What needs to be done
In full and without deviation, write out the entries that follow.

Given entries
++++++++++

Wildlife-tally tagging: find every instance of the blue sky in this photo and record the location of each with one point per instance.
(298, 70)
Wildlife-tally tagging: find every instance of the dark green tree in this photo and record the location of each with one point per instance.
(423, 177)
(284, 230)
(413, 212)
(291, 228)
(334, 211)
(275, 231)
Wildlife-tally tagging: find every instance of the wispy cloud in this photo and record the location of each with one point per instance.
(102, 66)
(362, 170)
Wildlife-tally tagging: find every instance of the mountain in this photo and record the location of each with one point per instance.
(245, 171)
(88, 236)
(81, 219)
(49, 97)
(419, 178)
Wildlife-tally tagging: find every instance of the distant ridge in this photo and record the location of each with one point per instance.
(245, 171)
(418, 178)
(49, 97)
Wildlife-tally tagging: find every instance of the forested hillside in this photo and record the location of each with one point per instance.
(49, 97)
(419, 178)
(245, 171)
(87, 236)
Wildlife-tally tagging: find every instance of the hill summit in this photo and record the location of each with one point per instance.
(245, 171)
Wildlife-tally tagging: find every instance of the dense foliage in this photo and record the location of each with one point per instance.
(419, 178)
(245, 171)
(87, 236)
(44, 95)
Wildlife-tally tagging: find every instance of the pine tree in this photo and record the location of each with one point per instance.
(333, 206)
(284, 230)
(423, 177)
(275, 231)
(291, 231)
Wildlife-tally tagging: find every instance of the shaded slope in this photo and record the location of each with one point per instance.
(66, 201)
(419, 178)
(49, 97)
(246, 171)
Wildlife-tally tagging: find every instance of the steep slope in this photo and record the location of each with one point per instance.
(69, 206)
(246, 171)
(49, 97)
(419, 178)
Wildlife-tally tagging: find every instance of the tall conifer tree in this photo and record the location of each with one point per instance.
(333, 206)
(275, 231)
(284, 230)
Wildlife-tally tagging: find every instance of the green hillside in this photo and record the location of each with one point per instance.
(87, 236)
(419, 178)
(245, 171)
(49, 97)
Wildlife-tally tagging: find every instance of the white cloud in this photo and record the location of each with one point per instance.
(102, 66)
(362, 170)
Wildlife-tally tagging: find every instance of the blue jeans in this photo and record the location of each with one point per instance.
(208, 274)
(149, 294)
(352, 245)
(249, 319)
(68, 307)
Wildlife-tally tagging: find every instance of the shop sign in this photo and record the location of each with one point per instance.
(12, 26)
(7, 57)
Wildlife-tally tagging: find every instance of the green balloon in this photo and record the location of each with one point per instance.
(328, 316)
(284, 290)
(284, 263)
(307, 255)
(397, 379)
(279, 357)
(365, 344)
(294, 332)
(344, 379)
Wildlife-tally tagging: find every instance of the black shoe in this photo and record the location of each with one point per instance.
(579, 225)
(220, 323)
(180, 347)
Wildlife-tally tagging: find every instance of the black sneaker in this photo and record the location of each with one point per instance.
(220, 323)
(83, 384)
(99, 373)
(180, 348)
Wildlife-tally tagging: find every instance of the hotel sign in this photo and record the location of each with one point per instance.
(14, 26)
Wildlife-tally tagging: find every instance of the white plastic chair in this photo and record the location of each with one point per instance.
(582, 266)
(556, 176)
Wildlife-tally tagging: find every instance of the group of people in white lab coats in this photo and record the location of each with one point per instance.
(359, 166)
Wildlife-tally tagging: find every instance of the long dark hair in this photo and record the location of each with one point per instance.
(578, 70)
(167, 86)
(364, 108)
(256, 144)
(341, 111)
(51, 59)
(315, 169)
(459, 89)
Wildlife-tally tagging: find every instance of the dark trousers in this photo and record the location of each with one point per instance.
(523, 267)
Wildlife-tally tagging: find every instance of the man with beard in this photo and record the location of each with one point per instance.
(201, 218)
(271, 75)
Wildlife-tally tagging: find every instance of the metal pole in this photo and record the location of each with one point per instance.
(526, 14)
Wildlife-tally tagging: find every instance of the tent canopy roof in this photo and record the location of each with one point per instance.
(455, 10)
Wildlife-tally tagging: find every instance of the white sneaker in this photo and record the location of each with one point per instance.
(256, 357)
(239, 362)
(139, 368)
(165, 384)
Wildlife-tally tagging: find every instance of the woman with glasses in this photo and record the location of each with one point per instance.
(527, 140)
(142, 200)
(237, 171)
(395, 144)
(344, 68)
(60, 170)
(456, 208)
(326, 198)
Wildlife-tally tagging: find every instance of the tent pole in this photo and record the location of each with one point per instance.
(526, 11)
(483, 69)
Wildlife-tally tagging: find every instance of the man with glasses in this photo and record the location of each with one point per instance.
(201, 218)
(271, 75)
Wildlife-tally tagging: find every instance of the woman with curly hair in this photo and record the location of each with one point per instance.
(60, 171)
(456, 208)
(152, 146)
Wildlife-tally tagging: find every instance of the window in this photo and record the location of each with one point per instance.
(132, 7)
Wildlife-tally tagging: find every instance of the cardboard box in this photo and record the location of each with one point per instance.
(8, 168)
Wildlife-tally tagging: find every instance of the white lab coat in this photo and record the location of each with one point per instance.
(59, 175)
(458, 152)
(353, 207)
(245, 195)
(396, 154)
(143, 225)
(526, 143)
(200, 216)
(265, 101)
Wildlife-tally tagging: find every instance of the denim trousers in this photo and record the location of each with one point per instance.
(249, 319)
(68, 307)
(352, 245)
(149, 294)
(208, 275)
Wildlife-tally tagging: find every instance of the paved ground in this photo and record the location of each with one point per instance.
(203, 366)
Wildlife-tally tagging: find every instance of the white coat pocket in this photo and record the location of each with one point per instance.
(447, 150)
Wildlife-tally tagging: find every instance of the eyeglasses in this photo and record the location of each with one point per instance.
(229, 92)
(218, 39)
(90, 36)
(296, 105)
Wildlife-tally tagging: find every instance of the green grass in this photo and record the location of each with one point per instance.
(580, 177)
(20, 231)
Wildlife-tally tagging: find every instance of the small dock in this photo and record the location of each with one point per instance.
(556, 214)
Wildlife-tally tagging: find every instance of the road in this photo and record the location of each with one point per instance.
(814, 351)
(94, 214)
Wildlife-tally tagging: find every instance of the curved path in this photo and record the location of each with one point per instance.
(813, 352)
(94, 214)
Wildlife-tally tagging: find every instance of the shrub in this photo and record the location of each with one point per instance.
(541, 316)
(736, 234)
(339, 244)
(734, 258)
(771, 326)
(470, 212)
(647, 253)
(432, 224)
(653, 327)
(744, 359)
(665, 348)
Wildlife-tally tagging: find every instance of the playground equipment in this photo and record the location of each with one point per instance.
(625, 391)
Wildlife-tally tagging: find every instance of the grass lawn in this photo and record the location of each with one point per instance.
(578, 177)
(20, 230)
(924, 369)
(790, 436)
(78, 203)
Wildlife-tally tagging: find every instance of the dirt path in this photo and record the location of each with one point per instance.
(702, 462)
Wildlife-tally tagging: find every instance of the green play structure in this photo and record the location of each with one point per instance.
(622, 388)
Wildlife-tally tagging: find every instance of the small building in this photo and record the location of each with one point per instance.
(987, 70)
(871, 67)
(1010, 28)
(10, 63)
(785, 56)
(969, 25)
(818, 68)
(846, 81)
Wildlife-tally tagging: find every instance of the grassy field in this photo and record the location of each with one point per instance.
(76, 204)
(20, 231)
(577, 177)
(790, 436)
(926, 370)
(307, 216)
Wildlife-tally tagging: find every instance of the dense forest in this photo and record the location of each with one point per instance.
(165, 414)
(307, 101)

++++++++++

Answer to the problem
Wildlife-tally tagging: find every instance of the blue sky in this photo and record the location of each with one point per instance.
(298, 70)
Wildlife-tally tagging: find every instance of the dark green tree in this photo and record the location of each with one point per instance.
(423, 177)
(284, 230)
(413, 212)
(291, 228)
(334, 211)
(275, 231)
Wildlife-tally tagging: find every instance of the wispy cloud in this photo and record the location of each with one point per instance.
(102, 66)
(362, 170)
Wildlife-tally tagging: find every instance of the mountain in this photo and record the location of each with one point per instance.
(245, 171)
(88, 236)
(81, 219)
(49, 97)
(419, 178)
Wildlife-tally tagging: find every instance of the distant ridge in this photo and record the location of each with one point per instance.
(245, 171)
(418, 178)
(49, 97)
Wildlife-tally tagging: find every instance of the forested hillside in this photo and record the location of each with one point per instance.
(49, 97)
(419, 178)
(245, 171)
(87, 236)
Wildlife-tally tagging: find every instance of the hill summit in this photo and record the location of each with one point per instance.
(245, 171)
Wildlife-tally tagging: find every instance of the dense foliage in this photo and record the location of each with one point per instance.
(419, 178)
(245, 171)
(87, 236)
(44, 95)
Wildlife-tally tagging: find every instance of the pine tree in this photo and record the location of each with one point per instance.
(333, 206)
(284, 230)
(423, 177)
(275, 231)
(291, 231)
Wildlife-tally tagging: find every instance of the shaded slope in this photo and record the location of each with one point per instance.
(66, 201)
(419, 178)
(49, 97)
(246, 171)
Wildlife-tally tagging: find every instance of the steep slope in this photo and record the location of each with one point per instance.
(69, 206)
(246, 171)
(49, 97)
(419, 178)
Wildlife-tally tagging: find every instance of the tall conifer tree in this photo and record the location of each with one point per instance.
(333, 206)
(275, 231)
(284, 230)
Wildlife-tally tagging: find every instance of the green hillside in this photo and record the location of each with one point per instance.
(87, 236)
(419, 178)
(245, 171)
(49, 97)
Wildlife-tally tagging: find every instance of the white cloud in this photo and record the location of each with one point per instance.
(102, 66)
(362, 170)
Wildlife-tally tagging: find every instance of the blue jeans in this photo and record the location of each with one point per instance.
(208, 274)
(149, 294)
(352, 245)
(249, 319)
(68, 307)
Wildlife-tally tagging: find every instance of the shop sign in this photo and record the location of each with one point per instance.
(12, 26)
(7, 57)
Wildlife-tally tagging: find every instance of the green balloon in this photo and record the location of each with one point per instance.
(328, 316)
(284, 290)
(284, 263)
(307, 255)
(397, 379)
(279, 357)
(365, 344)
(294, 332)
(344, 379)
Wildlife-tally tagging: find every instance of the black shoe in this photo and record the location of each with one point per instance.
(579, 225)
(220, 323)
(180, 347)
Wildlife-tally tagging: find every instance of the black sneaker in this photo and record the location of each with one point per instance.
(220, 323)
(83, 384)
(99, 373)
(180, 348)
Wildlife-tally tagging: find every instance of the hotel sign in this photo and record the location of each with one point per instance.
(14, 26)
Wildlife-tally tagging: find every instance of the white plastic chair in this photo and record the location of each with one point per instance.
(582, 266)
(556, 176)
Wildlife-tally tagging: find every instance of the group of people in white lab coats in this photo and record the location of each with one point per instance.
(359, 166)
Wildlife-tally tagging: find every instance of the long dark hair in this photo and record the location of each with one point per instance.
(578, 70)
(167, 86)
(364, 108)
(256, 144)
(341, 111)
(51, 59)
(315, 169)
(459, 89)
Wildlife-tally tagging: find every instance of the dark trousers in this photo and record the location of each with one point per instance.
(523, 267)
Wildlife-tally tagging: find every instance of the man with beard in this photo and record the location of each with one point per instance.
(201, 218)
(271, 75)
Wildlife-tally tagging: find every instance of the metal pole in this photo and record the location of each with one point per instance.
(526, 14)
Wildlife-tally tagging: find every instance of the tent canopy roof in this photo and record the location of each with one point per instance.
(455, 10)
Wildlife-tally tagging: find every instance of the white sneaker in this photo and record the location of each with one point per instance.
(256, 357)
(239, 362)
(139, 368)
(165, 384)
Wildlife-tally tagging: find every instance of the woman with glasses in this photo and record the location of each with one point per instance.
(527, 140)
(142, 200)
(237, 171)
(395, 144)
(344, 68)
(60, 170)
(456, 208)
(326, 198)
Wildlife-tally tagging: find every instance of the tent pole in this photo and record the location of each with one point per instance.
(526, 11)
(483, 69)
Wildlife-tally tagging: find every instance of the man with glasses in this photo and record the location of each with one point per instance.
(201, 218)
(271, 75)
Wildlife-tally tagging: find every instance of the woman with curly hair in this photo and record the location of each with one point per instance.
(60, 171)
(456, 208)
(152, 146)
Wildlife-tally tagging: find every instance of the window in this photo and record the location of each with one point per instance.
(132, 7)
Wildlife-tally tagging: find every instance of the cardboard box in this photo and record the location of each with one point per instance.
(8, 168)
Wildlife-tally tagging: find every instance of the white lab coat in this photo and record the location of each with one point per instance.
(59, 175)
(458, 152)
(353, 207)
(245, 195)
(396, 154)
(143, 225)
(526, 143)
(200, 216)
(265, 101)
Wildlife-tally tagging: find every instance of the denim trousers in this photo and record the location of each with one point per instance.
(249, 319)
(68, 307)
(352, 245)
(149, 294)
(208, 275)
Wildlife-tally tagging: find every instance of the paved ground in this photo and record the location of each with one point per instance.
(203, 366)
Wildlife-tally tagging: find every instance of the white coat pocket in this photo and record the location of each with one point per instance.
(447, 150)
Wildlife-tally tagging: find every instance of the eyeglasses in this photo and record the location of each with one point per instance.
(229, 92)
(218, 39)
(90, 36)
(296, 105)
Wildlife-tally tagging: find every instance of the green grass in this photo and record the location of each with one point per instance.
(580, 177)
(20, 231)
Wildlife-tally tagging: find every instance of the small dock in this photo and record the location of each with one point per instance.
(556, 214)
Wildlife-tally tagging: find every instance of the road in this photo and record the location of each with one point per instance.
(814, 351)
(94, 214)
Wildlife-tally tagging: find every instance of the curved path in this photo and record the location of each with one point per instance.
(813, 352)
(94, 214)
Wildlife-tally tagging: find every instance of the shrub in this photo and record the location of each with one point per instance.
(541, 316)
(736, 234)
(339, 244)
(734, 258)
(771, 326)
(470, 212)
(647, 253)
(432, 224)
(653, 327)
(744, 359)
(665, 348)
Wildlife-tally tagging: find every instance of the playground equipment in this photo and record the location of each with one point per instance.
(625, 391)
Wildlife-tally tagging: find every instance of the grass lawn in this photo and record the location of each with one point per instance.
(578, 177)
(20, 230)
(924, 369)
(790, 436)
(78, 203)
Wildlife-tally tagging: find every instance of the dirt path in this photo and record the location of each with one point per instance.
(702, 462)
Wildlife-tally tagging: find every instance of the green play structure in this photo and record the location of each with one point per instance.
(622, 388)
Wildlife-tally tagging: find every instance of the small building in this photo and record the location of each with one point per instance.
(987, 70)
(871, 67)
(1010, 28)
(10, 63)
(785, 56)
(969, 25)
(818, 68)
(846, 81)
Wildlife-tally tagging: find every instance of the grassy field in this photo and record the location of each with one point per instance.
(76, 204)
(20, 231)
(577, 177)
(790, 436)
(926, 370)
(307, 216)
Wildlife-tally tagging: find every instance of the dense forest in this photo and record the location of each with one point per instance.
(165, 414)
(307, 101)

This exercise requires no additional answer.